**AIM OF THE EXERCISE:** Arrange the lines below, starting at the one that contains "Objective: one point per instance of the building" and continuing through the end of the rows, as a Markdown table with the columns Number and Content, one line per table row and blank lines left out.
──────────
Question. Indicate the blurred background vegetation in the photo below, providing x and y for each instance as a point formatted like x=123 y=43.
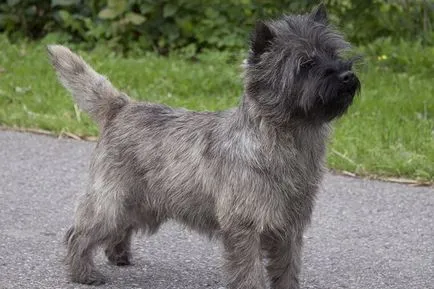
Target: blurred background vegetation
x=187 y=53
x=193 y=25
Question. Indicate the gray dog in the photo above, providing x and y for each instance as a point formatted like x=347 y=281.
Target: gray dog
x=248 y=175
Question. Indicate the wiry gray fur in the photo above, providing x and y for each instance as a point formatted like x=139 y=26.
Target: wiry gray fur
x=247 y=175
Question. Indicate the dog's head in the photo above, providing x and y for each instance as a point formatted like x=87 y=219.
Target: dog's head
x=295 y=69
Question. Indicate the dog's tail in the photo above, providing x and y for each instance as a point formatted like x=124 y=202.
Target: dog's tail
x=92 y=91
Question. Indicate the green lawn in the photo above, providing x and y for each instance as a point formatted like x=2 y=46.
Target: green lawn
x=389 y=131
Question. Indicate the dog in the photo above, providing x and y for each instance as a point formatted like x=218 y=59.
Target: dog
x=247 y=176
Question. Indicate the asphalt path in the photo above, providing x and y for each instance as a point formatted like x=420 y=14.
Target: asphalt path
x=364 y=235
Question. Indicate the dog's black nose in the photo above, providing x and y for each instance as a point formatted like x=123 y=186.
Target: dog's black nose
x=346 y=76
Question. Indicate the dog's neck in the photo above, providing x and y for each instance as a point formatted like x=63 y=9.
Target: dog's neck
x=248 y=112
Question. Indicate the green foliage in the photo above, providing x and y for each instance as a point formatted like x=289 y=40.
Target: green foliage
x=387 y=131
x=194 y=25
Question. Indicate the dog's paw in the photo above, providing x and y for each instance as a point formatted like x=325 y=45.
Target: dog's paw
x=93 y=278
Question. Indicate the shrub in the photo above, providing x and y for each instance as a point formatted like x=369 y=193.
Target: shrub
x=193 y=25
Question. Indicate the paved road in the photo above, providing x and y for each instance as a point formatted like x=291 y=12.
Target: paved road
x=365 y=234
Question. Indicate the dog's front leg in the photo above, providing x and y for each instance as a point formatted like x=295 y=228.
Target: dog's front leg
x=243 y=258
x=284 y=259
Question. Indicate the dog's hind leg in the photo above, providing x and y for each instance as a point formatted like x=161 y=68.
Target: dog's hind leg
x=284 y=259
x=98 y=220
x=118 y=250
x=243 y=258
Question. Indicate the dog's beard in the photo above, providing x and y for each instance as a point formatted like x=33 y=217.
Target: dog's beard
x=327 y=100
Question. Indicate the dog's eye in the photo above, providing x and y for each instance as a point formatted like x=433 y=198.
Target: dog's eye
x=307 y=64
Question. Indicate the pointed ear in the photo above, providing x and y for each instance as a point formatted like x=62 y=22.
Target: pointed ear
x=319 y=14
x=261 y=38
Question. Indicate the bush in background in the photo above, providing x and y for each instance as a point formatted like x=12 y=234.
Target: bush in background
x=194 y=25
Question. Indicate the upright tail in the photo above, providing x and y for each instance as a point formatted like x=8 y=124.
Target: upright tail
x=92 y=91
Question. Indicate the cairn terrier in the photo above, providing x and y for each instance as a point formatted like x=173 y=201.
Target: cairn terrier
x=248 y=175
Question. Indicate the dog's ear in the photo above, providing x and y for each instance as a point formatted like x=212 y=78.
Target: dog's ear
x=319 y=14
x=261 y=38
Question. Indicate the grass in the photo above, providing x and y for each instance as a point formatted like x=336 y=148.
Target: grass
x=389 y=131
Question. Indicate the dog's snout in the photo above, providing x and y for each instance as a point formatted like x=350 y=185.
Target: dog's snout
x=346 y=76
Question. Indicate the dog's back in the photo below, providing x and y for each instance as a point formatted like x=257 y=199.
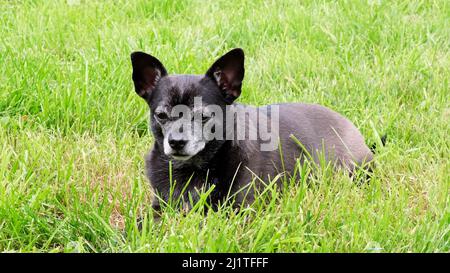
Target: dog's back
x=309 y=132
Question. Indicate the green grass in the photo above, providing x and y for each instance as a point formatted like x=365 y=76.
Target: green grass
x=73 y=133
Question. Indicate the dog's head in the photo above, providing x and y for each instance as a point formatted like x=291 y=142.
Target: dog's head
x=183 y=108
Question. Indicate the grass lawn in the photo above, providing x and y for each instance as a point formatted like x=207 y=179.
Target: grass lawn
x=73 y=133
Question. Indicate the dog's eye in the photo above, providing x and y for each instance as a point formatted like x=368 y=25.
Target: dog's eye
x=161 y=116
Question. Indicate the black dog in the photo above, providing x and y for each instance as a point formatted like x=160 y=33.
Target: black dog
x=227 y=162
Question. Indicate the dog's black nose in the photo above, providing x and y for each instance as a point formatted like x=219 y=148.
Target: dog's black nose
x=177 y=144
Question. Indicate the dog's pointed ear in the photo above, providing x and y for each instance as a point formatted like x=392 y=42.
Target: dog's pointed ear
x=228 y=72
x=147 y=71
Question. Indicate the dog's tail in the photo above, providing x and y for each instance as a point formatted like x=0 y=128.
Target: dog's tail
x=383 y=139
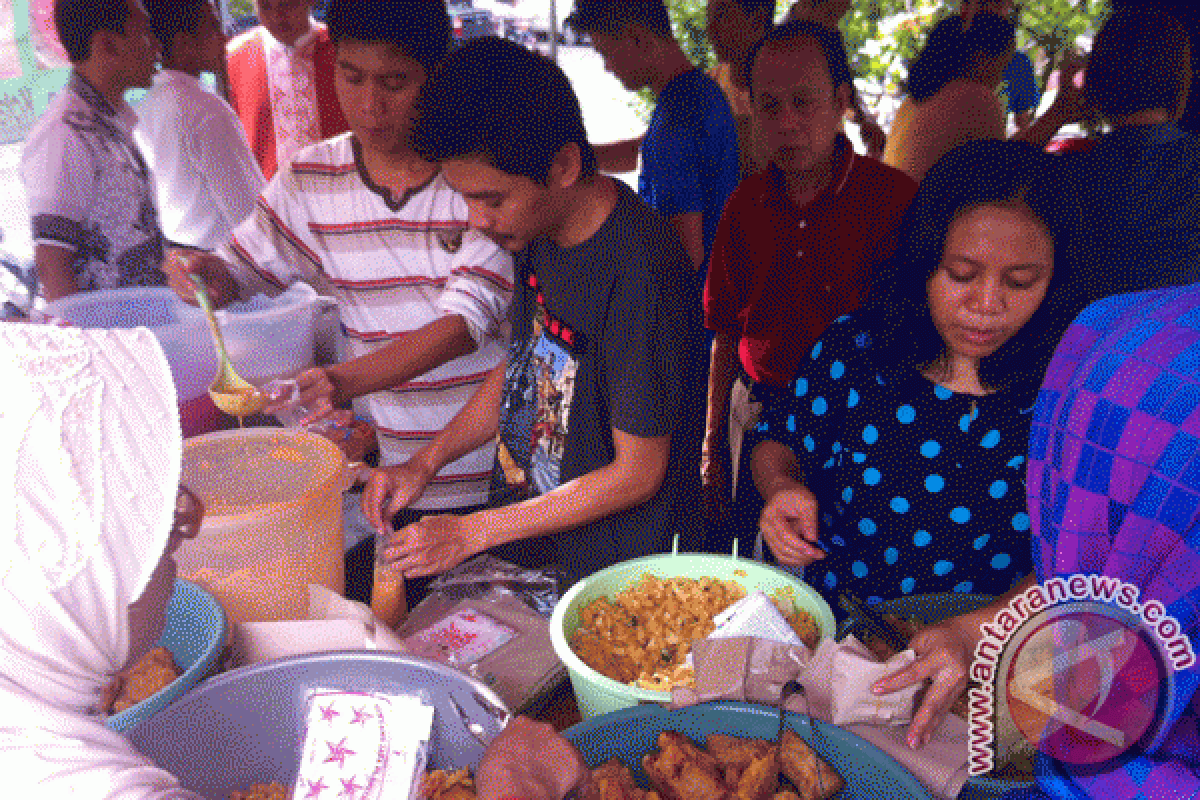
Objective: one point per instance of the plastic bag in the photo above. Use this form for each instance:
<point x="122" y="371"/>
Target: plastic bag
<point x="539" y="589"/>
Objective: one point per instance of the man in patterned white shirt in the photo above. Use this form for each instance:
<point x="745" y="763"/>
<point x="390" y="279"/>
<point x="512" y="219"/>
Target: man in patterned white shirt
<point x="424" y="301"/>
<point x="281" y="82"/>
<point x="207" y="175"/>
<point x="91" y="197"/>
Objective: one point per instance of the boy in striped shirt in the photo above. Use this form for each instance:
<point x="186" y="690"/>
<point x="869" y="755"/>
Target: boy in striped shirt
<point x="361" y="217"/>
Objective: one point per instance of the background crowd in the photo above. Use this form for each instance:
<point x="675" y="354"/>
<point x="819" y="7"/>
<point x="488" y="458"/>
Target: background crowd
<point x="846" y="364"/>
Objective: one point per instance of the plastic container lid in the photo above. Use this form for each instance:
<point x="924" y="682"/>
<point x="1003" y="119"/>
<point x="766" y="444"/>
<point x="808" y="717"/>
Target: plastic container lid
<point x="288" y="467"/>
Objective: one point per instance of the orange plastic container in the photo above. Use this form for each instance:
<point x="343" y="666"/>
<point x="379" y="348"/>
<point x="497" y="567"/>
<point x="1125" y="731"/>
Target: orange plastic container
<point x="273" y="519"/>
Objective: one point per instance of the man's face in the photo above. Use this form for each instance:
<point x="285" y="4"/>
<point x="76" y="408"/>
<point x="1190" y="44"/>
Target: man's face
<point x="623" y="59"/>
<point x="511" y="210"/>
<point x="730" y="30"/>
<point x="210" y="40"/>
<point x="796" y="107"/>
<point x="377" y="86"/>
<point x="286" y="19"/>
<point x="137" y="48"/>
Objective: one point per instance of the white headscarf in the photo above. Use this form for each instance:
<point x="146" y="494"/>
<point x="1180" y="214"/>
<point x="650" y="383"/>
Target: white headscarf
<point x="90" y="451"/>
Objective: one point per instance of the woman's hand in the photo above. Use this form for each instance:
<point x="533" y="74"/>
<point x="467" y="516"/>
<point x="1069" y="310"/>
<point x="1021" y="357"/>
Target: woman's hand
<point x="789" y="523"/>
<point x="943" y="657"/>
<point x="315" y="392"/>
<point x="181" y="264"/>
<point x="531" y="761"/>
<point x="391" y="489"/>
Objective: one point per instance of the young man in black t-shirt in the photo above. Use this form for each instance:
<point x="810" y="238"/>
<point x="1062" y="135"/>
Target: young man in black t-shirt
<point x="600" y="408"/>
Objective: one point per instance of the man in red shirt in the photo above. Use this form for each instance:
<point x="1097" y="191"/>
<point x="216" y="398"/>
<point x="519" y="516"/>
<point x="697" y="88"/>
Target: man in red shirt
<point x="797" y="244"/>
<point x="281" y="83"/>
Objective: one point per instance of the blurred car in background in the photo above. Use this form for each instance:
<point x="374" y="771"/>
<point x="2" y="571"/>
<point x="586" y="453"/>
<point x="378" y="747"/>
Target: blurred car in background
<point x="468" y="23"/>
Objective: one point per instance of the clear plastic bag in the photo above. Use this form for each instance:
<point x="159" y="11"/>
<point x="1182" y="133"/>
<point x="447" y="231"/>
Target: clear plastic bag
<point x="539" y="589"/>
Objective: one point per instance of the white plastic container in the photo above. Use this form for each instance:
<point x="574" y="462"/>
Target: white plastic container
<point x="267" y="337"/>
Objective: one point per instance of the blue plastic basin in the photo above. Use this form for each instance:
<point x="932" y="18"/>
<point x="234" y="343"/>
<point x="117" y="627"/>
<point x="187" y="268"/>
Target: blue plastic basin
<point x="195" y="635"/>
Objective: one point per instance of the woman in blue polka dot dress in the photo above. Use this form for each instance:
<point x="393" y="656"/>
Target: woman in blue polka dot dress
<point x="897" y="465"/>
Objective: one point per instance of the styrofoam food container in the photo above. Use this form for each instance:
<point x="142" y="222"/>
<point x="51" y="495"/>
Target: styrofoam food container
<point x="246" y="726"/>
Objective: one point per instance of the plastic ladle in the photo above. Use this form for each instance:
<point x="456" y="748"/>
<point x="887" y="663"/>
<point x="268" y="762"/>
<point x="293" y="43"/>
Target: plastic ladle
<point x="229" y="391"/>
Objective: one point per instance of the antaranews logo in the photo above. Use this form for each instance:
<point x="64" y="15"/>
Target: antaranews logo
<point x="1079" y="667"/>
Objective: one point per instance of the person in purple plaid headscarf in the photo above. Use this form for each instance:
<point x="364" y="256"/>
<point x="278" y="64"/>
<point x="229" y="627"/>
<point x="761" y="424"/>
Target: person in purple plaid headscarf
<point x="1114" y="489"/>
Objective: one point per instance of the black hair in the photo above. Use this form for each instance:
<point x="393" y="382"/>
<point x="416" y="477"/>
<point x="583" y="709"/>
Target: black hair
<point x="172" y="17"/>
<point x="1007" y="174"/>
<point x="611" y="16"/>
<point x="829" y="40"/>
<point x="420" y="29"/>
<point x="949" y="50"/>
<point x="1141" y="60"/>
<point x="759" y="7"/>
<point x="78" y="20"/>
<point x="499" y="101"/>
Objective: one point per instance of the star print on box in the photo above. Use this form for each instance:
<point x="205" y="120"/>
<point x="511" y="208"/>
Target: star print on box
<point x="364" y="746"/>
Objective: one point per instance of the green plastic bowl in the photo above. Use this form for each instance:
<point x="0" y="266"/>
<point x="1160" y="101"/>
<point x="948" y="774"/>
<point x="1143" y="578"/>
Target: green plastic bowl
<point x="599" y="695"/>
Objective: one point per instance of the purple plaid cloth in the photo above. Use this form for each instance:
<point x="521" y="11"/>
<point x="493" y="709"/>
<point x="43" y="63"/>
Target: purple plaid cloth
<point x="1114" y="488"/>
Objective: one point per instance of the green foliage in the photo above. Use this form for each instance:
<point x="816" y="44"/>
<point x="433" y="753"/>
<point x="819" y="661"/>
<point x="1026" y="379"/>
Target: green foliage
<point x="883" y="35"/>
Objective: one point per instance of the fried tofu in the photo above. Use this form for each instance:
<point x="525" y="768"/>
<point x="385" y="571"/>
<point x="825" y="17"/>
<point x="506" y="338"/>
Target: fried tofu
<point x="750" y="765"/>
<point x="682" y="771"/>
<point x="811" y="775"/>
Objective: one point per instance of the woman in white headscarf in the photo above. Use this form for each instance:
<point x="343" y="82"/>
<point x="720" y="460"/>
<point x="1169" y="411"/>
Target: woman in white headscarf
<point x="90" y="451"/>
<point x="90" y="513"/>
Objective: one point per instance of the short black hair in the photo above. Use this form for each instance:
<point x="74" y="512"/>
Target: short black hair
<point x="1141" y="60"/>
<point x="756" y="7"/>
<point x="611" y="16"/>
<point x="420" y="29"/>
<point x="997" y="173"/>
<point x="949" y="50"/>
<point x="78" y="20"/>
<point x="499" y="101"/>
<point x="829" y="40"/>
<point x="172" y="17"/>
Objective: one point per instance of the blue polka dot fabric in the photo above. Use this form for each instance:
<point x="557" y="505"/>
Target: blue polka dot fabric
<point x="919" y="489"/>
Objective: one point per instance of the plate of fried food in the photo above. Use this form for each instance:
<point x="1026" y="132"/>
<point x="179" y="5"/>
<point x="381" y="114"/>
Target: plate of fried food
<point x="732" y="751"/>
<point x="625" y="633"/>
<point x="186" y="654"/>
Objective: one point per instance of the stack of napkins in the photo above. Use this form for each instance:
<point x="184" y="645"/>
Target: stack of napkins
<point x="364" y="746"/>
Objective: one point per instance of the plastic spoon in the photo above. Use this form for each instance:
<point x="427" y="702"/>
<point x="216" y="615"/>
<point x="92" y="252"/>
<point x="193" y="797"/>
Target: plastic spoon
<point x="229" y="391"/>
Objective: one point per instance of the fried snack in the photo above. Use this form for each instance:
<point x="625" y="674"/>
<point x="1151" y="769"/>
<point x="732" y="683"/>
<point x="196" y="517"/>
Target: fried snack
<point x="448" y="785"/>
<point x="802" y="767"/>
<point x="263" y="792"/>
<point x="682" y="771"/>
<point x="760" y="779"/>
<point x="153" y="672"/>
<point x="615" y="781"/>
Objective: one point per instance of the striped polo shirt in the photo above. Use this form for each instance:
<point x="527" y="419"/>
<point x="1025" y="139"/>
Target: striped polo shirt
<point x="394" y="265"/>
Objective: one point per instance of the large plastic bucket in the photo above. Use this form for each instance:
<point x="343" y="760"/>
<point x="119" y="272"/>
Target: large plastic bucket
<point x="597" y="693"/>
<point x="267" y="337"/>
<point x="273" y="519"/>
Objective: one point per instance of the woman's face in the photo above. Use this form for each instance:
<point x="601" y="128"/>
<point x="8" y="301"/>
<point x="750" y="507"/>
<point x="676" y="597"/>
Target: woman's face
<point x="148" y="613"/>
<point x="995" y="270"/>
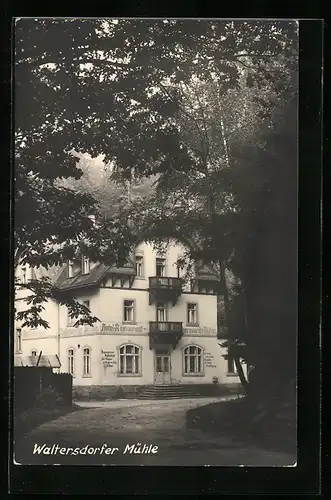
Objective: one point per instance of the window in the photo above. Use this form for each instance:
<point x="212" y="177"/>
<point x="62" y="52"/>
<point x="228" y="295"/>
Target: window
<point x="70" y="320"/>
<point x="70" y="269"/>
<point x="71" y="361"/>
<point x="18" y="340"/>
<point x="85" y="265"/>
<point x="231" y="363"/>
<point x="160" y="267"/>
<point x="139" y="266"/>
<point x="128" y="311"/>
<point x="192" y="314"/>
<point x="161" y="312"/>
<point x="87" y="361"/>
<point x="129" y="360"/>
<point x="193" y="360"/>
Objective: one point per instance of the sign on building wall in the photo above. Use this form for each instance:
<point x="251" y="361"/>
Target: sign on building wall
<point x="108" y="358"/>
<point x="118" y="328"/>
<point x="203" y="329"/>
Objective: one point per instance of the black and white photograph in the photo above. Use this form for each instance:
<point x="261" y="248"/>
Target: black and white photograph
<point x="155" y="242"/>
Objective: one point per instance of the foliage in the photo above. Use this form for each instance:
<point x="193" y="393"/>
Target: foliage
<point x="205" y="107"/>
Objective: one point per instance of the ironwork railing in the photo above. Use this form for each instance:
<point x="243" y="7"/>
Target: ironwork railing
<point x="165" y="283"/>
<point x="175" y="327"/>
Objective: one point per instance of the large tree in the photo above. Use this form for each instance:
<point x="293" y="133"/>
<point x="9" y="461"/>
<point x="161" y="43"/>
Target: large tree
<point x="115" y="88"/>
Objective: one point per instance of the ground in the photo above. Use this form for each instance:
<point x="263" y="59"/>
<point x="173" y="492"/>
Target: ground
<point x="158" y="423"/>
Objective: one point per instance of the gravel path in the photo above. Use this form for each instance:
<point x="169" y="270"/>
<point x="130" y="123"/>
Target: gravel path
<point x="116" y="424"/>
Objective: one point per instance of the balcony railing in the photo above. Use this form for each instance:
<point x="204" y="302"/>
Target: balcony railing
<point x="157" y="282"/>
<point x="156" y="327"/>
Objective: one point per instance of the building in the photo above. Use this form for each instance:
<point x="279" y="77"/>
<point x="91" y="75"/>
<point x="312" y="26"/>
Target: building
<point x="153" y="328"/>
──────────
**WRITTEN SOLUTION:**
| Number | Content |
|---|---|
| 1 | Objective: one point per instance of the building in the photo above. Use this form for each instance: |
| 2 | <point x="279" y="77"/> |
| 3 | <point x="91" y="75"/> |
| 4 | <point x="312" y="26"/> |
| 5 | Target: building |
| 6 | <point x="153" y="328"/> |